We're not going to lose all the money that went into it. NASA is already taking steps to ensure that useful technology programs started under Constellation are continued, so what's with all the scare tactics? This brings us back to jobs. Losing jobs is never a good thing, but deciding whether to cancel a project or not should not be governed by simply how many jobs will be lost. Otherwise we would never cancel any project and we would be out of money in short order. Then EVERYONE loses their job. I don't think Congress or the GHP/BAHEP are concerned with the direction our space program is going. They are concerned with keeping their people (not necessarily those who deserve it) employed and in the case of Congress, keeping their constituents happy.

▶ Coordinate annotation records
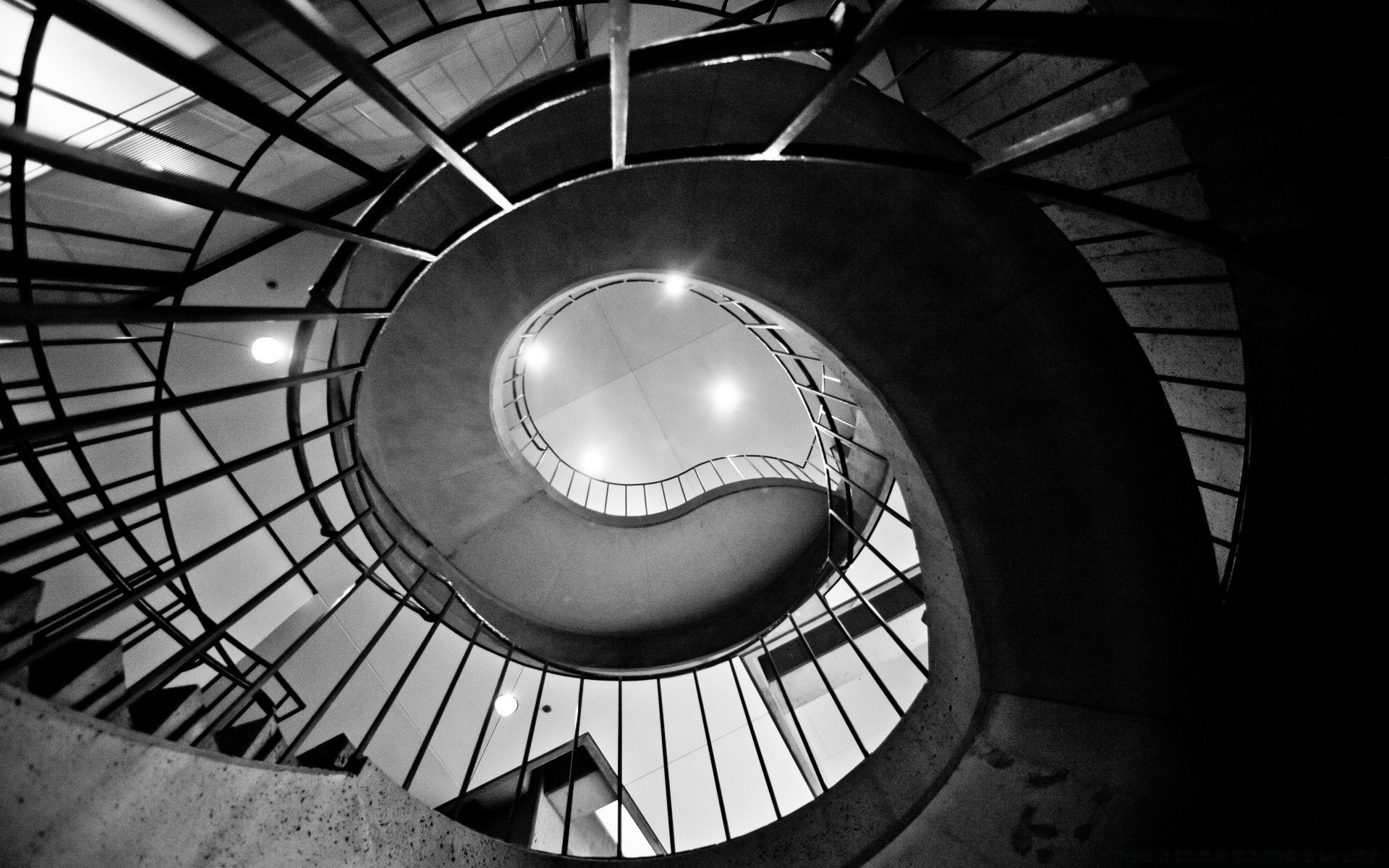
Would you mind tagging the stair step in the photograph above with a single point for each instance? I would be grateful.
(245, 741)
(274, 749)
(18, 608)
(334, 754)
(163, 712)
(82, 674)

▶ Objectives
[a] In the Constellation passage, what is NASA already doing about the technology programs started under Constellation?
[b] Please return the Constellation passage word for word from "We're not going" to "their constituents happy.".
[c] Carry the Constellation passage forward, picking up after its final sentence.

▶ Exercise responses
[a] NASA is taking steps to ensure that useful technology programs started under Constellation are continued.

[b]
We're not going to lose all the money that went into it. NASA is already taking steps to ensure that useful technology programs started under Constellation are continued, so what's with all the scare tactics? This brings us back to jobs. Losing jobs is never a good thing, but deciding whether to cancel a project or not should not be governed by simply how many jobs will be lost. Otherwise we would never cancel any project and we would be out of money in short order. Then EVERYONE loses their job. I don't think Congress or the GHP/BAHEP are concerned with the direction our space program is going. They are concerned with keeping their people (not necessarily those who deserve it) employed and in the case of Congress, keeping their constituents happy.

[c]
And even if it turns out we don't have the capability to get our people to LEO for seven years, that is hardly the end of our space program even if the worst comes to pass and it is the end of NASA. Companies like Space X were going already, before NASA signed on. They are headed already in LEO and are heading beyind with or without NASA's permission or support. It may not be the government doing it, but Americans are not going to be kept out of space. Not even close. We're on the verge of a renaissance in space exploration. We're on the verge of going from government control to civilian control and the turning point is only a few years away, and all this in the middle of a recession no less. This new direction NASA is headed is the right way to go by any yardstick you care to use unless you're still suffering the notion that control still belongs with NASA, and I don't happen to believe that.  All they really need to do is stay out of the way and advise, but wouldn't it be cool if they could also help?